▸ Extract to read
■ ■ ■ ■ ■ ■ ■

When it meets on June 2023 in Brasilia, Brazil, the Global Environment Facility’s governing body will consider a record $1.4 billion work programme and set the contours of a new Global Biodiversity Framework Fund, speeding up international efforts to confront species loss and related crises.
The 64th GEF Council meeting comes six months after countries agreed to a new Kunming-Montreal Global Biodiversity Framework and sounded the alarm about the need for fast and accessible funding for the protection, restoration, and sustainable use of nature.
It stands to be the latest in a series of advances for environmental diplomacy, following a new UN High Seas Treaty reached in March and recent advances in plastic pollution negotiations.
GEF CEO and Chairperson, Carlos Manuel Rodríguez, described the large work programme, mainly focused on biodiversity, as a major boost for global efforts to end species loss this decade.
“The Global Environment Facility has a clear role to play in getting resources where they need to be as countries look to put nature first in their planning. The game-changing programs and projects in this record work programme reflects that mandate,” the former Costa Rican energy and environment minister said. “It is very special for us to hold this meeting in Brazil as we work to keep moving forward on protecting biodiversity and addressing climate change and pollution.”

■ ■ ■ ■ ■ ■ ■

▸ Records from a dataset
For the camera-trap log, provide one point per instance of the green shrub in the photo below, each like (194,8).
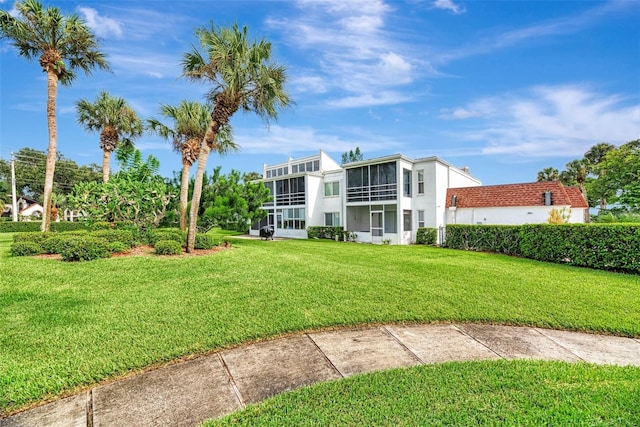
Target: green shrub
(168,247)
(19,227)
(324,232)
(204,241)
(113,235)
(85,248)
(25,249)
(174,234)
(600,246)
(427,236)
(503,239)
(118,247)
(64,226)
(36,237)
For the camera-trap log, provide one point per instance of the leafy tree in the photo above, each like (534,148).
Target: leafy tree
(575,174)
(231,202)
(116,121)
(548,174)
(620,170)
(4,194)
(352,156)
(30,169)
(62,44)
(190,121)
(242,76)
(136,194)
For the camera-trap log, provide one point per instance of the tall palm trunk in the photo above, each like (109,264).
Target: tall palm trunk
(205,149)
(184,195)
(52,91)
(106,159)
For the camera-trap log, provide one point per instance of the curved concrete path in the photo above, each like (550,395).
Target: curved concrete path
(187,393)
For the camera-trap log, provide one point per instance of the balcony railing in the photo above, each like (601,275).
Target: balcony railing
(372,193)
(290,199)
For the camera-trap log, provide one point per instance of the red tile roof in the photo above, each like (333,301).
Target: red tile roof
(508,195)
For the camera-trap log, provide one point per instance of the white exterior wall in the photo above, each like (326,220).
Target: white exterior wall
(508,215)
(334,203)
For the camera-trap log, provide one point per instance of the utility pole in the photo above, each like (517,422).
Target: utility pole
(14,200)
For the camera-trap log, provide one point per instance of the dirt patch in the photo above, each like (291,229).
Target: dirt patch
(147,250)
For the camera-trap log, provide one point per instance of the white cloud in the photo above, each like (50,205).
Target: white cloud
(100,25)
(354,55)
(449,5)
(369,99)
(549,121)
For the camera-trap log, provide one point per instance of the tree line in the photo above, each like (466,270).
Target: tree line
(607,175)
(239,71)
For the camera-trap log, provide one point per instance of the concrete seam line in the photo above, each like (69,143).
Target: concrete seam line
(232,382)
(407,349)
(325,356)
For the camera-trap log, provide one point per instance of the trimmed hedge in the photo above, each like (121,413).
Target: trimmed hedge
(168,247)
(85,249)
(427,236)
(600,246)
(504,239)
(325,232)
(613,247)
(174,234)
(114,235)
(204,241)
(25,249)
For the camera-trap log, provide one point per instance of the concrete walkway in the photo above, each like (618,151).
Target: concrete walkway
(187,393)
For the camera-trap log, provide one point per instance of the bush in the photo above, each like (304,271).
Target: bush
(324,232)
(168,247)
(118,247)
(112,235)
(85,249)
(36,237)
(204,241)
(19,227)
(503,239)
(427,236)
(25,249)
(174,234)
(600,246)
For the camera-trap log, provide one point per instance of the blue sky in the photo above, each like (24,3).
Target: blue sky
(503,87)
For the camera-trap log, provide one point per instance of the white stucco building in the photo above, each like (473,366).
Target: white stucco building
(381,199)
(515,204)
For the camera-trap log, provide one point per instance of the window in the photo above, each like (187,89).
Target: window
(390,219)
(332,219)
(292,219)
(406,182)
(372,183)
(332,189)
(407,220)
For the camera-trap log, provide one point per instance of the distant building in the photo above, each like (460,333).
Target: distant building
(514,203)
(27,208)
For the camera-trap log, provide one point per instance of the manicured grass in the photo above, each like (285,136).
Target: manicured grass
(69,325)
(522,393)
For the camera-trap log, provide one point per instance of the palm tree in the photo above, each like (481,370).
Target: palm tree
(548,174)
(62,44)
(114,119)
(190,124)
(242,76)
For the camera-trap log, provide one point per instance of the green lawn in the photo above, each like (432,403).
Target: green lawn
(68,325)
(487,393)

■ ■ ■ ■ ■ ■ ■

▸ Complete the following
- 1) Translate this sentence from the GEF Council article into Spanish: "GEF CEO and Chairperson, Carlos Manuel Rodríguez, described the large work programme, mainly focused on biodiversity, as a major boost for global efforts to end species loss this decade."
- 2) According to the GEF Council article, what agreement was reached in March?

▸ Task-by-task outputs
- 1) El director ejecutivo y presidente del FMAM, Carlos Manuel Rodríguez, describió el amplio programa de trabajo, centrado principalmente en la biodiversidad, como un gran impulso para los esfuerzos mundiales por poner fin a la pérdida de especies en esta década.

- 2) A new UN High Seas Treaty.